§ AIM OF THE TASK:
Please put the following lines into a numbered list, leaving out any blank lines.

§ ENTRIES SUPPLIED:

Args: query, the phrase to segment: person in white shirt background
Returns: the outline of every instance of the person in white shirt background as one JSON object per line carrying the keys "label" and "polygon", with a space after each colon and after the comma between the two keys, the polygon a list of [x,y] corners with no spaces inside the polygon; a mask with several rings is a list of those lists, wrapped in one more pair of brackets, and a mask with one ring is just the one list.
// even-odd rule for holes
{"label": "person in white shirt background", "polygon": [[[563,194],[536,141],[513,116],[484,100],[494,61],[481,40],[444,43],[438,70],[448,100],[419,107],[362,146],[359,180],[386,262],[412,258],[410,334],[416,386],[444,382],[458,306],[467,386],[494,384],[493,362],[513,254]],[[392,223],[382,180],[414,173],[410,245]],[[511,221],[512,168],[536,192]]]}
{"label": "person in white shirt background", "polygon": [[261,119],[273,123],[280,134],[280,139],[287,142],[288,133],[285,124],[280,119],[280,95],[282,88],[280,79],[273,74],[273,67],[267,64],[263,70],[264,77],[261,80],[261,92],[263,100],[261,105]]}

§ EXERCISE RESPONSE:
1. Args: query, the phrase to segment: person in white shirt background
2. Returns: the outline of every instance of the person in white shirt background as one JSON object per line carrying the keys "label" and "polygon", with a space after each colon and after the comma between the two keys, the polygon a list of [x,y] corners with no spaces inside the polygon; a mask with several rings is a list of those lists, wrapped in one more pair of brackets, and a mask with one ring is just the one list.
3. // even-odd rule for holes
4. {"label": "person in white shirt background", "polygon": [[[563,194],[536,141],[513,116],[484,100],[494,61],[481,40],[444,43],[438,70],[448,100],[419,107],[362,146],[359,180],[386,262],[412,258],[410,334],[416,386],[444,382],[458,306],[467,386],[494,384],[493,362],[513,254]],[[392,223],[382,180],[414,173],[410,245]],[[511,221],[512,168],[536,192]]]}
5. {"label": "person in white shirt background", "polygon": [[261,119],[273,123],[280,134],[280,139],[287,142],[288,133],[285,124],[280,119],[280,95],[282,88],[280,79],[273,74],[273,67],[267,64],[263,70],[264,77],[261,80],[261,92],[263,100],[261,105]]}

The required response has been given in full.